> SHORT PROBLEM
Without including any pictures, copy each entry below exactly.

> DATASET RECORDS
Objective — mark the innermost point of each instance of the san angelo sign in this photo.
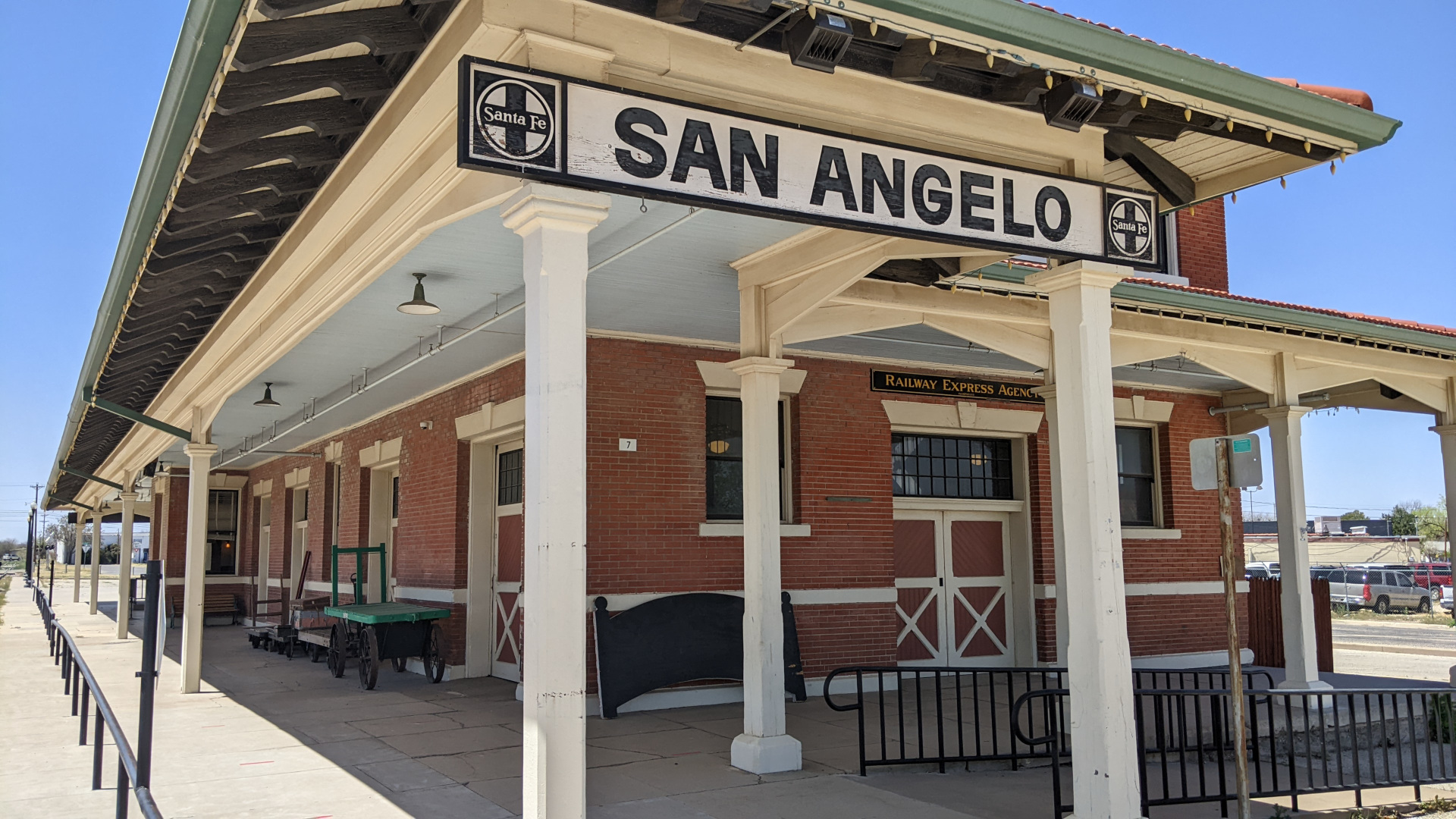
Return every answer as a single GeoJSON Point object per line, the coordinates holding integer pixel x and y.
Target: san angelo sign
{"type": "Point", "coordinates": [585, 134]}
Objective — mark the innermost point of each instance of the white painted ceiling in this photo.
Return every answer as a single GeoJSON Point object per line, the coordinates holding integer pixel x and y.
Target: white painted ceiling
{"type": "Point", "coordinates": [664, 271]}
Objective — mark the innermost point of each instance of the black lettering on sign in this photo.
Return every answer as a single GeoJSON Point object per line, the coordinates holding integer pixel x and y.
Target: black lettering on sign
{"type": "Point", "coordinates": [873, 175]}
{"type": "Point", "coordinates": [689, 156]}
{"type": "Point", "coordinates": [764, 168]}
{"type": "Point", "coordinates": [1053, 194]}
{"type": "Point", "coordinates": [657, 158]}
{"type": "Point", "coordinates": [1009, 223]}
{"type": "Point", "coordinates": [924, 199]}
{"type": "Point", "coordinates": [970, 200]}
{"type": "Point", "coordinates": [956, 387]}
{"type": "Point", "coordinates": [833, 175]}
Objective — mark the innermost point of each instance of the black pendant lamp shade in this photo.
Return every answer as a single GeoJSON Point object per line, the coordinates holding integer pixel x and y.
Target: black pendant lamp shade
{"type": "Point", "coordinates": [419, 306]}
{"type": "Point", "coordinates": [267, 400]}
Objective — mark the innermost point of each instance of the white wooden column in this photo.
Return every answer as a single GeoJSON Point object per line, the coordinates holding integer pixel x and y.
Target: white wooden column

> ANSWER TO THIS PROBLEM
Objective — mark the innermost point of each instance of the san angelo sign in this photo.
Return every answer as a single GeoJSON Point object per line, the coordinates holding integer pixel x and y.
Target: san angelo sign
{"type": "Point", "coordinates": [585, 134]}
Objective — mark the innermost point of each instance of the white painted ceiling in this photo.
Return every answer as a single GeoJSON Point object per line, the coordinates holding integer pixel x and y.
Target: white painted ceiling
{"type": "Point", "coordinates": [664, 271]}
Objective — mark the innermost point of each instance of the black lettering on sign in this photo.
Return every answer as a single GeoJSON Point object per line, the coordinates holding integer pixel x and y.
Target: black lettering on sign
{"type": "Point", "coordinates": [873, 175]}
{"type": "Point", "coordinates": [689, 156]}
{"type": "Point", "coordinates": [764, 168]}
{"type": "Point", "coordinates": [1053, 194]}
{"type": "Point", "coordinates": [657, 158]}
{"type": "Point", "coordinates": [1009, 223]}
{"type": "Point", "coordinates": [924, 199]}
{"type": "Point", "coordinates": [970, 200]}
{"type": "Point", "coordinates": [956, 387]}
{"type": "Point", "coordinates": [833, 175]}
Objective — mark the innermost point of each instance of the black pendant lamp shade in this photo.
Return every answer as a single GeoJSON Point object per line, the coordinates holding integer pixel x and y.
Target: black pendant lamp shade
{"type": "Point", "coordinates": [419, 306]}
{"type": "Point", "coordinates": [267, 400]}
Objective — mark the innermost point of each instance of the white wooden column in this photo.
Return every answer as a single GeoJSON Point object per line, the coordinates holding integer pixel x and y.
Target: white wooden column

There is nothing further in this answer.